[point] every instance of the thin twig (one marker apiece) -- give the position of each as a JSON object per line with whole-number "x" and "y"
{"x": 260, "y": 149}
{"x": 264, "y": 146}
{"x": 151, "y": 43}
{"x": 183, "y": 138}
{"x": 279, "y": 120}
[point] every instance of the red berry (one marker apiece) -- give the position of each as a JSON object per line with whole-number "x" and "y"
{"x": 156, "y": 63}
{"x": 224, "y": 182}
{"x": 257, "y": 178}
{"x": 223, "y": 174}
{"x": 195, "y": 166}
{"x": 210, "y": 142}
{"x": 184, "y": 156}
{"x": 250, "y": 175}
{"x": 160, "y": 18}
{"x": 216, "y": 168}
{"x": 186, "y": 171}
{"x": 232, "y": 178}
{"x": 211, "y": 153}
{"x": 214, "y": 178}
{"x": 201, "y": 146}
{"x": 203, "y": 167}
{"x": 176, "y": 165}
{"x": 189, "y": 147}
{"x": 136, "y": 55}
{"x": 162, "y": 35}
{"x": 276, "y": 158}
*-*-*
## Assignment
Output the whole listing again, keeping every line identical.

## Response below
[point] every instance of the thin twig (one marker apiece) -- give the position of each as a JSON object per line with whole-number "x" and "y"
{"x": 260, "y": 149}
{"x": 264, "y": 146}
{"x": 151, "y": 43}
{"x": 183, "y": 138}
{"x": 279, "y": 120}
[point] every instance of the red berry (one marker apiece) -- give the position of each as a JSON object per line with whole-number "x" and "y"
{"x": 156, "y": 63}
{"x": 224, "y": 182}
{"x": 257, "y": 178}
{"x": 223, "y": 174}
{"x": 195, "y": 166}
{"x": 210, "y": 142}
{"x": 184, "y": 156}
{"x": 250, "y": 175}
{"x": 160, "y": 18}
{"x": 216, "y": 168}
{"x": 186, "y": 171}
{"x": 232, "y": 178}
{"x": 211, "y": 153}
{"x": 214, "y": 178}
{"x": 201, "y": 146}
{"x": 203, "y": 167}
{"x": 176, "y": 165}
{"x": 189, "y": 147}
{"x": 136, "y": 55}
{"x": 162, "y": 35}
{"x": 276, "y": 158}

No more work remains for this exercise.